EXCERPT TO READ =>
§ §

0

Somewhat a python/programming newbie here.

I am trying to access a specified range of tuples from a list of tuples, but I only want to access the first element from the range of tuples. The specified range is based on a pattern I am looking for in a string of text that has been tokenized and tagged by nltk. My code:

from nltk.tokenize import word_tokenize
from nltk.tag import pos_tag

text = "It is pretty good as far as driveway size is concerned, otherwise I would skip it"
tokenized = word_tokenize(text)
tagged = pos_tag(tokenized)

def find_phrase():
    counter = -1
    for tag in tagged:
        counter += 1
        if tag[0] == "as" and tagged[counter+6][0] == "concerned":
            print tagged[counter:counter+7]

find_phrase()

Printed output:

[('as', 'IN'), ('far', 'RB'), ('as', 'IN'), ('driveway', 'NN'), ('size', 'NN'), ('is', 'VBZ'), ('concerned', 'VBN')]

What I actually want:

['as', 'far', 'as', 'driveway', 'size', 'is', 'concerned']

Is it possible to modify the my line of code print tagged[counter:counter+7] to get my desired printed output?

Darren Haynes
  • 1,343
  • 4
  • 18
  • 31
  • 1
    FYI whenever you find yourself writing a counter variable that just gets incremented in a loop, you should probably be using `enumerate` instead. – roippi Jan 29 '14 at 04:24

3 Answers3

3

Probably the simplest method uses a list comprehension. This statement creates a list from the first element of every tuple in your list:

print [tup[0] for tup in tagged[counter:counter+7]]

Or just for fun, if the tuples are always pairs, you could flatten the list (using any method you like) and then print every second element with the step notation of python's slice notation:

print list(sum(tagged[counter:counter+7], ()))[::2]

Or use map with the itemgetter function, which calls the __getitem__() method to retrieve the 0th index of every tuple in your list:

from operator import itemgetter
print map(itemgetter(0), tagged[counter:counter+7])

Anything else? I'm sure there are more.

Community
  • 1
  • 1
jayelm
  • 7,236
  • 5
  • 43
  • 61
2

You can use like this:

result, _ = zip(*find_phrase())
print result
James Sapam
  • 16,036
  • 12
  • 50
  • 73
  • that works great, but I have no idea how it works. Zip I am familiar with, but I have never seens a variable being declared with a trailing comma and an underscore `result, _`. What is going on there, or could you point me to some documentation about it? – Darren Haynes Jan 29 '14 at 05:30
  • 1
    @Darren it's just a valid variable name. By common convention, naming a variable `_` means 'I'm not using this.' Look up "tuple unpacking" if you don't understand how two things are being assigned to on the left hand side. – roippi Jan 29 '14 at 05:43
  • ah sorry, i was away from keyboard and roippi explained all. Thanks @roippi. – James Sapam Jan 29 '14 at 05:57
0

Have you tried zip? also item[0] for item in name

§ §

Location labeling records
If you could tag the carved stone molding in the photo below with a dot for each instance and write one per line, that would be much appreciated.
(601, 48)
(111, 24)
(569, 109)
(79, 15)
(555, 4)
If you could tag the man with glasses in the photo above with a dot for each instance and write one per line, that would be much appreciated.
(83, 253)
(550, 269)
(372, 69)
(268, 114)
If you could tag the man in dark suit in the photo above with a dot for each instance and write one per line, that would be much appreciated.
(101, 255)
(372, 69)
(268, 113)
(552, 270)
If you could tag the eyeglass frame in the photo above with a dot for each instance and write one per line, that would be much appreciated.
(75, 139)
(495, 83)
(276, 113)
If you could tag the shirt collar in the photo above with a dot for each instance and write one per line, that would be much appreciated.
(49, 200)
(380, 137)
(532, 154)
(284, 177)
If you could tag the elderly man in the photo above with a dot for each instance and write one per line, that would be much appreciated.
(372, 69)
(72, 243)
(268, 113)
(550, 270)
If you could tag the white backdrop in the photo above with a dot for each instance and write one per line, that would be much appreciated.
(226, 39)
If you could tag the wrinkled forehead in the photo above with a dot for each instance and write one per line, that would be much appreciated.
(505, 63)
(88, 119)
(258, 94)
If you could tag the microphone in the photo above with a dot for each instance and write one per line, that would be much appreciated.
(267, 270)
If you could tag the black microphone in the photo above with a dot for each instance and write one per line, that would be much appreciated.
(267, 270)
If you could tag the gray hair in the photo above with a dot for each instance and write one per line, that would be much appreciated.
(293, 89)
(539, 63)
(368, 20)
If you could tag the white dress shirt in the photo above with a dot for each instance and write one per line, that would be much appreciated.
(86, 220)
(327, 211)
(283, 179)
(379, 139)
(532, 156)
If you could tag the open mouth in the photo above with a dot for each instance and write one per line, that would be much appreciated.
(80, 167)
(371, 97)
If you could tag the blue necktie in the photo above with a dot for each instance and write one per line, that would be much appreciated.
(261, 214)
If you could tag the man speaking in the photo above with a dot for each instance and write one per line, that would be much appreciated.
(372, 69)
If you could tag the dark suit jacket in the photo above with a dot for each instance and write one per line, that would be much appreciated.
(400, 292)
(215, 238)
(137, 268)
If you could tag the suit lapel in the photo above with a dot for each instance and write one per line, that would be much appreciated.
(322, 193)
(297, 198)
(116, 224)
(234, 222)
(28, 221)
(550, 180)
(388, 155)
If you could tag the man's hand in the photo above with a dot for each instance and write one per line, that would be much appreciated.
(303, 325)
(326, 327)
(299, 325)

§ §

SET EXERCISE A => Translate this sentence from the Python thread above into Spanish: "Probably the simplest method uses a list comprehension."
SET EXERCISE B => Retype the part of the Python thread above starting with "Somewhat a python/programming" and going on through "tokenized = word_tokenize(text)".

WRITTEN SOLUTION A => Probablemente el método más sencillo utiliza una comprensión de listas.

WRITTEN SOLUTION B =>
Somewhat a python/programming newbie here.

I am trying to access a specified range of tuples from a list of tuples, but I only want to access the first element from the range of tuples. The specified range is based on a pattern I am looking for in a string of text that has been tokenized and tagged by nltk. My code:

from nltk.tokenize import word_tokenize
from nltk.tag import pos_tag

text = "It is pretty good as far as driveway size is concerned, otherwise I would skip it"
tokenized = word_tokenize(text)